_WHAT YOU ARE ASKED TO DO_
Transcribe the lines below verbatim, skipping the images.

──────── EXERCISE MATERIALS

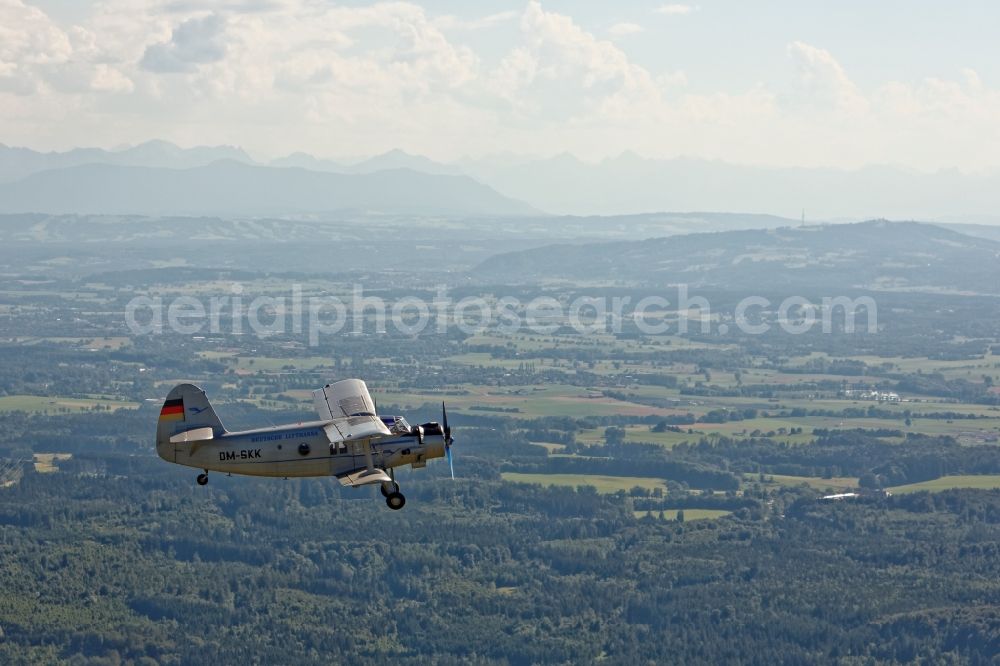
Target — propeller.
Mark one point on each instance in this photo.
(448, 441)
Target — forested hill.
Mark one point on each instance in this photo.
(875, 254)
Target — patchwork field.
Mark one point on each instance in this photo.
(985, 482)
(603, 484)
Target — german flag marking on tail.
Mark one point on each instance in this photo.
(173, 410)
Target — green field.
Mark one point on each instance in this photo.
(983, 482)
(50, 405)
(689, 514)
(837, 483)
(604, 484)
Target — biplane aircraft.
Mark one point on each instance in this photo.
(349, 441)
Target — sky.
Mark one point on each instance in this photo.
(778, 82)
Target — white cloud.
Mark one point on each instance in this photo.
(675, 10)
(451, 22)
(193, 42)
(623, 29)
(282, 75)
(823, 81)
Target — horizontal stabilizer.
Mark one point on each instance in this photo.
(195, 435)
(355, 427)
(365, 477)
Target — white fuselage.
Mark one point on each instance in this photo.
(299, 450)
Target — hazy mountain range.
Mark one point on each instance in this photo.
(229, 187)
(506, 185)
(870, 255)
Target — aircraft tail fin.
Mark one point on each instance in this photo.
(186, 408)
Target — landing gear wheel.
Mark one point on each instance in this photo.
(395, 501)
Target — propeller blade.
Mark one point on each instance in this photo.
(447, 439)
(446, 428)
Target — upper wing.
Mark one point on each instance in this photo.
(349, 408)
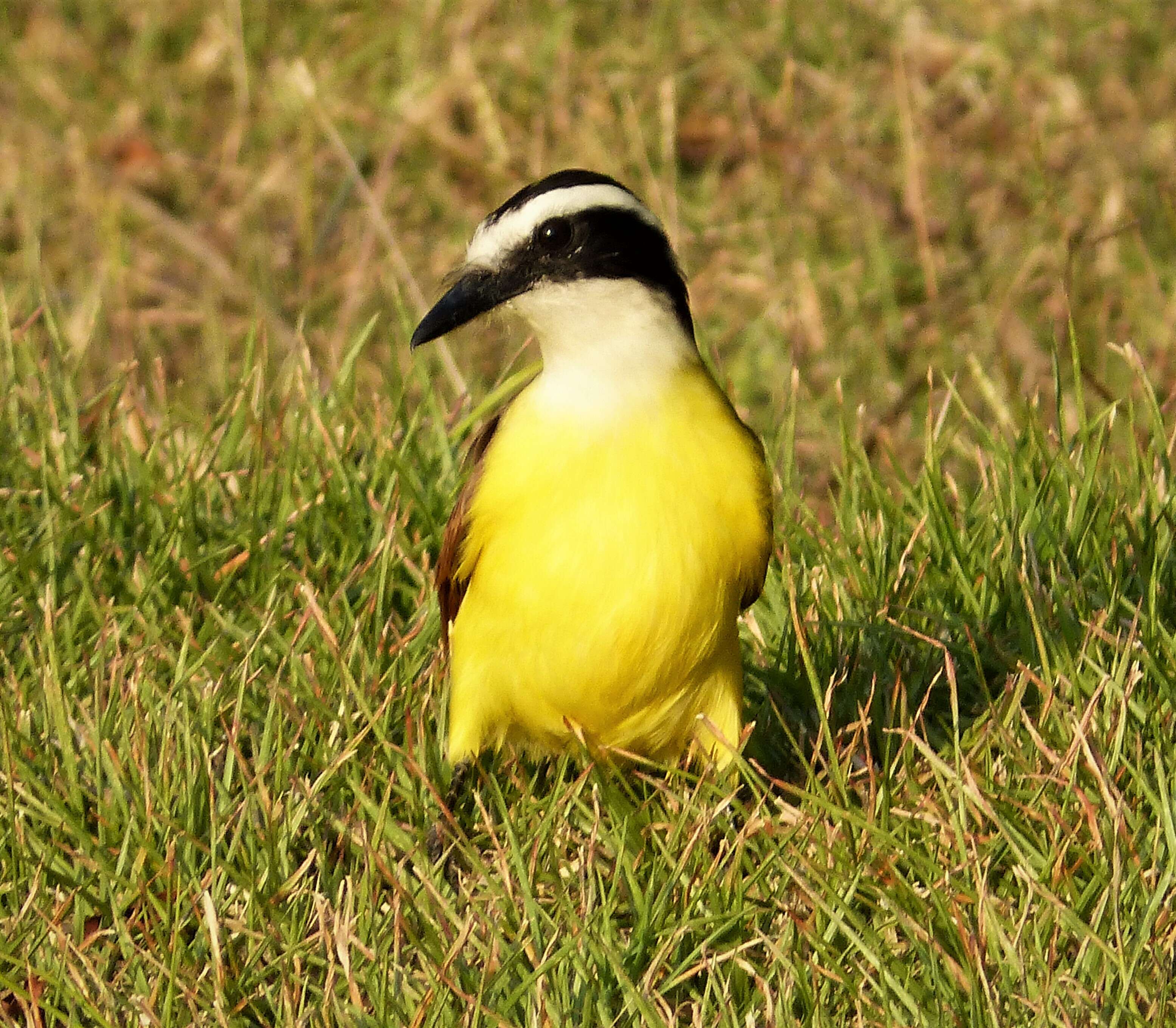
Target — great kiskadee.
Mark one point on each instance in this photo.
(618, 516)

────────────────

_RESULT FOR THIS TASK_
Target — propeller.
Mark one point on each instance in this photo.
(448, 441)
Target — forested hill.
Mark one point on each instance in this photo.
(875, 254)
Target — patchwork field.
Mark one point on each instance in this photo.
(985, 482)
(603, 484)
Target — german flag marking on tail.
Mark one point on each instance in this photo.
(173, 410)
Target — green field.
Mark one point on each instance in this photo.
(983, 482)
(50, 405)
(689, 514)
(837, 483)
(604, 484)
Target — biplane aircraft.
Mark one point on each instance in this photo.
(349, 441)
Target — sky.
Mark one point on each instance in this photo.
(778, 82)
Target — white cloud.
Mark one point on each instance in this photo.
(675, 10)
(451, 22)
(193, 42)
(623, 29)
(282, 75)
(823, 81)
Target — horizontal stabilizer.
Mark one point on each instance in this photo.
(195, 435)
(355, 427)
(365, 477)
Target — white fuselage.
Mark one point on each instance in this photo.
(299, 450)
Target — hazy mountain range.
Mark one point on each instance in this photo.
(229, 187)
(506, 185)
(870, 255)
Target — aircraft tail fin.
Mark one point on each instance in this photo.
(186, 408)
Target — landing gear wheel.
Mark one point on each instance in this photo.
(395, 501)
Target — propeller blade.
Mark one point on each instance in this photo.
(447, 439)
(446, 428)
Target — upper wing.
Mark one point on each instance in this photo.
(349, 408)
Target — great kiskadee.
Mark one point on each instance in this photo.
(618, 516)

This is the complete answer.